- [Exercice à traiter]
Reproduisez à l'identique le passage de l'extrait sur Jacques Villeret situé entre « Mais derrière le » et « paru en 2006. », ces deux bornes incluses.

- [Extrait du document]
L'acteur français Jacques Villeret reçoit le César du meilleur acteur pour son rôle dans "Le dîner de cons" de Francis Veberb lors de la 24e cérémonie des César au Théâtre des Champs-Élysées à Paris, le 6 mars I Source : Getty Images
C’est avec La soupe aux choux en 1981, dans un rôle d’extra-terrestre naïf, que Jacques entre dans le cœur des Français. Mais c’est François Pignon, le personnage simple et attendrissant du Dîner de cons, qui ancre à jamais son image dans la mémoire collective. Pour ce rôle, il remporte le César du meilleur acteur en 1999. Une consécration.
Dans la foulée, il enchaîne les succès : Un crime au paradis, Effroyables jardins, Malabar Princess, Vipère au poing. Il montre une autre facette de son jeu : sensible, grave, subtile. Le clown triste, capable de faire pleurer aussi bien que rire.
Mais derrière le succès se cache une souffrance. Jacques Villeret, l’homme public si attachant, vit un enfer privé. L’alcool est son compagnon. "Un instrument pour lui. Passé un nombre de verres, il retrouve la colère qui l'encombre depuis l'enfance, se prenant pour le maître du monde, menaçant, agressif et parfois dangereux", comme disait son ancienne compagne Irina Tarassov, qu’il épouse en 1979. Celle-ci vit à ses côtés ces années troubles. Elle raconte, après leur séparation, une vie marquée par la violence, les colères, les chantages affectifs. "Il n’avait jamais tort, ne s’excusait jamais", avait-elle confié, dans son livre Un jour tout ira bien paru en 2006.
À ses blessures d’enfance, s’ajoute une nouvelle alors qu’en couple avec Irina. Il se sait incapable de devenir père et sombre de plus en plus dans l’alcoolisme. Il adopte néanmoins Alexandre, le fils d’Irina, et lui transmet sa passion du cinéma.

- [Données fournies]

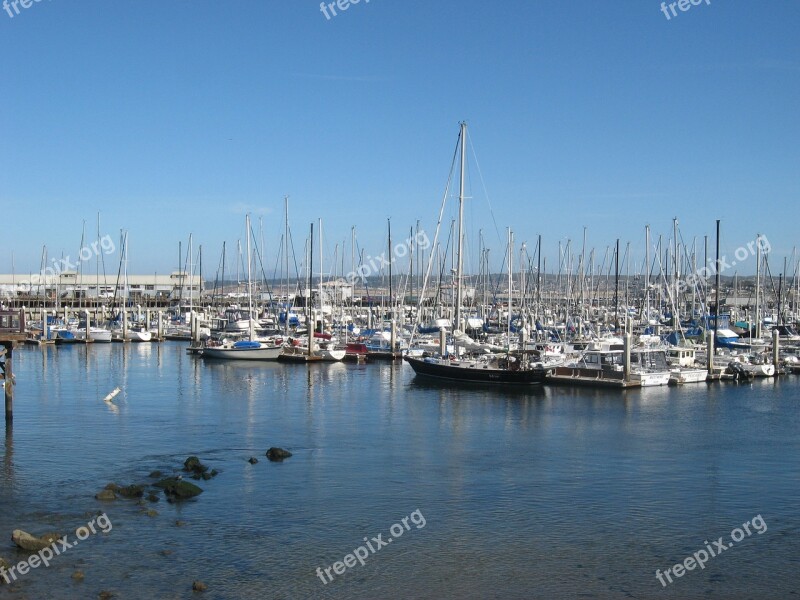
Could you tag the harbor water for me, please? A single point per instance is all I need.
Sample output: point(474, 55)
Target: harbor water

- [Solution proposée]
Mais derrière le succès se cache une souffrance. Jacques Villeret, l’homme public si attachant, vit un enfer privé. L’alcool est son compagnon. "Un instrument pour lui. Passé un nombre de verres, il retrouve la colère qui l'encombre depuis l'enfance, se prenant pour le maître du monde, menaçant, agressif et parfois dangereux", comme disait son ancienne compagne Irina Tarassov, qu’il épouse en 1979. Celle-ci vit à ses côtés ces années troubles. Elle raconte, après leur séparation, une vie marquée par la violence, les colères, les chantages affectifs. "Il n’avait jamais tort, ne s’excusait jamais", avait-elle confié, dans son livre Un jour tout ira bien paru en 2006.